**Instructions for the task:**
Key in the whole listing below again, keeping every word as it is.

**Information provided:**
☆ ☆ ☆ ☆ ☆
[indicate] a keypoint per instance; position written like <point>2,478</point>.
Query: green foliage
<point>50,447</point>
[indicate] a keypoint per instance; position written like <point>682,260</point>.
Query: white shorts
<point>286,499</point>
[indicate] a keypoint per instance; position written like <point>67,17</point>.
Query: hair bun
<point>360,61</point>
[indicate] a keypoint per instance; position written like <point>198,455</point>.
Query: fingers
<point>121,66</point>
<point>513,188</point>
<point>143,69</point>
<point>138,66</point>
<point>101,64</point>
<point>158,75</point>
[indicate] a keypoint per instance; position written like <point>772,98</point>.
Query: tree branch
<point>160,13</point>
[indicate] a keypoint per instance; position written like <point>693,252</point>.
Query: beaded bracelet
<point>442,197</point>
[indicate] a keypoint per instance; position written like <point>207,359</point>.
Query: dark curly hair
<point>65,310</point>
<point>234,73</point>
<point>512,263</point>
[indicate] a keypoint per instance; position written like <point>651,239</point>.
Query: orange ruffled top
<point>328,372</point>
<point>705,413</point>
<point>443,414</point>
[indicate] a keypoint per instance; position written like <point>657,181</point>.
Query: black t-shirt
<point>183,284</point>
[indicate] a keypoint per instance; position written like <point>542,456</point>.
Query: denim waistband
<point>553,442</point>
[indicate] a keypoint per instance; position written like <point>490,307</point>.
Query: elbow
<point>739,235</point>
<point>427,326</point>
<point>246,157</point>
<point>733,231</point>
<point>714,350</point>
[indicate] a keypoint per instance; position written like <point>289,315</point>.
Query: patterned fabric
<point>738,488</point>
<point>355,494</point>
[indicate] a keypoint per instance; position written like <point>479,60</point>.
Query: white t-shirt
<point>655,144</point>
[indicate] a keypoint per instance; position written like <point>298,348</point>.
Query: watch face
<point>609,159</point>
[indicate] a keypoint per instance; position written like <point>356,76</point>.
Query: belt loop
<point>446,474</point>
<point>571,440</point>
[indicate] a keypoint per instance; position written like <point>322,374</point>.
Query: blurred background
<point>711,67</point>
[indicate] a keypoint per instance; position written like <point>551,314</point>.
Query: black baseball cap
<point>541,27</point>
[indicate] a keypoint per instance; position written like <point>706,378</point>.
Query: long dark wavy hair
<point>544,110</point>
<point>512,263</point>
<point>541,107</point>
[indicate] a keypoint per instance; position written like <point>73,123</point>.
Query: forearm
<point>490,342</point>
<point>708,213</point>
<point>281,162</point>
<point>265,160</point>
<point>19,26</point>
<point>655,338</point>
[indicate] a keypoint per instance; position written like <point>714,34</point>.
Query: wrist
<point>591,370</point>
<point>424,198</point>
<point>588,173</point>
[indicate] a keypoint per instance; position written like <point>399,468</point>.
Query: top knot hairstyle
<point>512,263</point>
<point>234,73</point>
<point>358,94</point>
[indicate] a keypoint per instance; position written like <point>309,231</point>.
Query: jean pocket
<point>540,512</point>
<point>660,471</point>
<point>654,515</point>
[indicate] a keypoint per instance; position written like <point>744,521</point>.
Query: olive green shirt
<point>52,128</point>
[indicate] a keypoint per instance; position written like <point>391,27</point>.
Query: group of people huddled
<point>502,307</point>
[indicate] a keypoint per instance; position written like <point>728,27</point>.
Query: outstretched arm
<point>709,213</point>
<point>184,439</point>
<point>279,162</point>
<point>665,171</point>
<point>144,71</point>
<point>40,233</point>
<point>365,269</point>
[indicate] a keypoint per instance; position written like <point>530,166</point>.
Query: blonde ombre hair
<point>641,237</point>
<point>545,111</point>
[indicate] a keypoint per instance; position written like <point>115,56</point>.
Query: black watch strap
☆ ☆ ☆ ☆ ☆
**Answer to this task:**
[indicate] a keypoint per instance; position written like <point>2,478</point>.
Query: green foliage
<point>50,447</point>
[indicate] a keypoint per instance; position written like <point>682,260</point>.
Query: white shorts
<point>286,499</point>
[indicate] a keypoint per instance; position written like <point>67,17</point>.
Query: hair bun
<point>360,61</point>
[indicate] a keypoint per instance; position written like <point>198,455</point>.
Query: fingers
<point>121,66</point>
<point>513,188</point>
<point>143,69</point>
<point>138,66</point>
<point>101,64</point>
<point>158,75</point>
[indicate] a keypoint per instance; position written like <point>772,98</point>.
Query: tree branch
<point>160,13</point>
[indicate] a keypoint per instance; position written like <point>693,252</point>.
Query: beaded bracelet
<point>442,197</point>
[indicate] a keypoint per instance; position written like <point>207,359</point>.
Query: dark curly hair
<point>65,310</point>
<point>234,73</point>
<point>512,263</point>
[indicate] a keypoint per instance; position written like <point>651,239</point>.
Query: orange ruffled top
<point>328,372</point>
<point>705,413</point>
<point>443,414</point>
[indicate] a keypoint per instance; position written like <point>657,181</point>.
Query: black t-shirt
<point>183,284</point>
[indicate] a keypoint per instance; position written like <point>542,456</point>.
Query: denim waistband
<point>553,442</point>
[indicate] a keypoint per instance; position written like <point>490,307</point>.
Query: elbow
<point>739,235</point>
<point>427,326</point>
<point>246,157</point>
<point>733,231</point>
<point>714,350</point>
[indicate] a keypoint per instance; position written like <point>289,315</point>.
Query: patterned fabric
<point>738,488</point>
<point>355,494</point>
[indicate] a keypoint per instance; position written like <point>479,60</point>.
Query: white t-shirt
<point>655,144</point>
[indicate] a keypoint per instance; position written like <point>298,348</point>.
Query: watch face
<point>609,159</point>
[indicate] a keypoint per instance; position written like <point>356,76</point>.
Query: belt loop
<point>446,474</point>
<point>571,440</point>
[indicate] a keypoint per instance; position written like <point>322,374</point>.
Query: blurred background
<point>711,67</point>
[indicate] a keypoint per instance; position written like <point>551,314</point>.
Query: black baseball cap
<point>541,27</point>
[indicate] a keypoint per instance; position written like <point>706,378</point>.
Query: long dark wavy hair
<point>544,110</point>
<point>512,263</point>
<point>541,107</point>
[indicate] a keypoint per instance; position written like <point>73,123</point>.
Query: forearm
<point>490,342</point>
<point>708,213</point>
<point>281,162</point>
<point>265,160</point>
<point>19,26</point>
<point>655,338</point>
[indicate] a keypoint per instance; position written like <point>714,34</point>.
Query: wrist
<point>591,370</point>
<point>424,198</point>
<point>588,173</point>
[indicate] a keypoint per instance; position written like <point>399,468</point>.
Query: top knot hairstyle
<point>512,263</point>
<point>234,73</point>
<point>358,94</point>
[indicate] a keypoint per instance; position written like <point>309,231</point>.
Query: jean pocket
<point>540,512</point>
<point>660,471</point>
<point>654,515</point>
[indicate] a keypoint per instance; position written like <point>744,521</point>.
Query: olive green shirt
<point>52,128</point>
[indicate] a keypoint per instance; position written like <point>391,27</point>.
Query: group of people huddled
<point>502,307</point>
[indicate] a keypoint per instance; position written like <point>728,27</point>.
Query: outstretched arm
<point>709,213</point>
<point>184,439</point>
<point>279,162</point>
<point>665,171</point>
<point>144,71</point>
<point>40,233</point>
<point>365,269</point>
[indicate] a keypoint per instance; position written like <point>530,166</point>.
Query: blonde ombre hair
<point>641,237</point>
<point>545,111</point>
[indicate] a keypoint per instance; position written like <point>115,56</point>.
Query: black watch strap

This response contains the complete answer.